* Task brief *
What is needed is an exact copy of the lines from the one containing "The user has requested that the front windshield" through the final line of the material below.

* Input for this task *
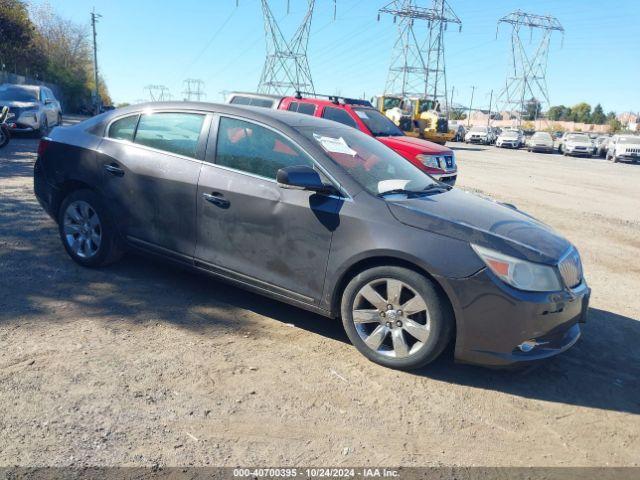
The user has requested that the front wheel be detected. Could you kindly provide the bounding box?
[58,189,123,268]
[340,266,453,370]
[37,116,49,137]
[0,125,9,148]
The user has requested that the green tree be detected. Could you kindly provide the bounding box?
[449,108,467,120]
[591,104,606,124]
[547,105,571,121]
[571,102,592,123]
[0,0,46,74]
[609,117,623,133]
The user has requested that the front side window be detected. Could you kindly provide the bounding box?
[108,115,139,142]
[297,125,436,195]
[134,112,205,158]
[216,117,313,179]
[322,106,358,129]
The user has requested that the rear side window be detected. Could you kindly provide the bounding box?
[108,115,139,142]
[322,106,357,128]
[288,102,316,116]
[134,113,205,158]
[229,96,274,108]
[230,96,251,105]
[216,117,313,179]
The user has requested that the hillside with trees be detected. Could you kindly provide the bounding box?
[0,0,110,111]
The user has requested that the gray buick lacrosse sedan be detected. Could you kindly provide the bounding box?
[34,102,589,370]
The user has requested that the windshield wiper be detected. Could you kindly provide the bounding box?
[377,183,451,198]
[377,188,421,197]
[422,182,452,192]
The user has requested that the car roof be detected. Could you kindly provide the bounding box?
[102,101,350,130]
[0,83,40,91]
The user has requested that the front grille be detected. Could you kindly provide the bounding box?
[624,148,640,154]
[559,249,583,289]
[574,146,587,150]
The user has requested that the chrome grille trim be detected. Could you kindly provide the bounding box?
[558,248,583,289]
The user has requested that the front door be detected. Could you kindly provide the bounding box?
[99,111,208,257]
[195,116,341,303]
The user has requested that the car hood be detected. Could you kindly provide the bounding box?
[565,140,592,147]
[0,100,39,109]
[378,135,451,155]
[386,188,571,264]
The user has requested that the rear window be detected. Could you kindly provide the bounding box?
[230,96,275,108]
[108,115,139,142]
[134,112,205,158]
[322,106,357,129]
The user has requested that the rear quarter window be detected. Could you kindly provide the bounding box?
[108,115,139,142]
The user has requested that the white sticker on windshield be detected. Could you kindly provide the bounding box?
[378,179,410,194]
[354,110,369,119]
[313,134,357,156]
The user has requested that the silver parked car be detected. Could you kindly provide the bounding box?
[496,129,523,148]
[526,132,555,153]
[0,84,62,136]
[558,133,593,157]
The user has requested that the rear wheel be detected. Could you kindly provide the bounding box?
[340,266,453,370]
[58,189,123,267]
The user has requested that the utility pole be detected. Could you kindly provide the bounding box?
[449,85,454,120]
[486,89,493,127]
[467,85,475,127]
[90,9,102,115]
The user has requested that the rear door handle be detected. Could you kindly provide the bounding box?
[203,192,230,208]
[104,164,125,177]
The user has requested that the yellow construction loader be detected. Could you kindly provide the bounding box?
[373,95,455,145]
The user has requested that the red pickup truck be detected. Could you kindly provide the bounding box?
[227,92,458,185]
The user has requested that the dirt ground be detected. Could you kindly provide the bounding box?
[1,130,639,468]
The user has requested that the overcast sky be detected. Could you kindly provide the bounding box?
[31,0,640,113]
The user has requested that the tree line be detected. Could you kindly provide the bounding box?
[0,0,110,112]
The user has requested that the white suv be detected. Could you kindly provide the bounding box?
[606,135,640,163]
[0,84,63,137]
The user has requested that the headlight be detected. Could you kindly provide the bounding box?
[472,244,563,292]
[416,154,441,169]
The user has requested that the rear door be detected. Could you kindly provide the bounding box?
[195,115,341,303]
[99,111,209,258]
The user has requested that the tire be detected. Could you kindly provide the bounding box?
[57,189,123,268]
[57,113,63,126]
[0,125,9,148]
[37,116,49,137]
[340,266,453,370]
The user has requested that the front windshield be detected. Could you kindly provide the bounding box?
[0,85,38,102]
[566,134,589,142]
[617,136,640,145]
[296,125,437,196]
[533,132,552,140]
[470,126,488,133]
[501,131,519,138]
[354,108,404,137]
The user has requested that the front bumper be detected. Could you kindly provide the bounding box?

* Solution *
The user has requested that the front windshield be detected. Could you kindly provide the bounding box?
[0,85,38,102]
[566,134,589,142]
[617,136,640,145]
[296,125,437,196]
[533,132,552,140]
[470,126,488,133]
[501,131,519,138]
[354,108,404,137]
The user has requested that the front bumper be detected. Could you kindly provide the bounding box?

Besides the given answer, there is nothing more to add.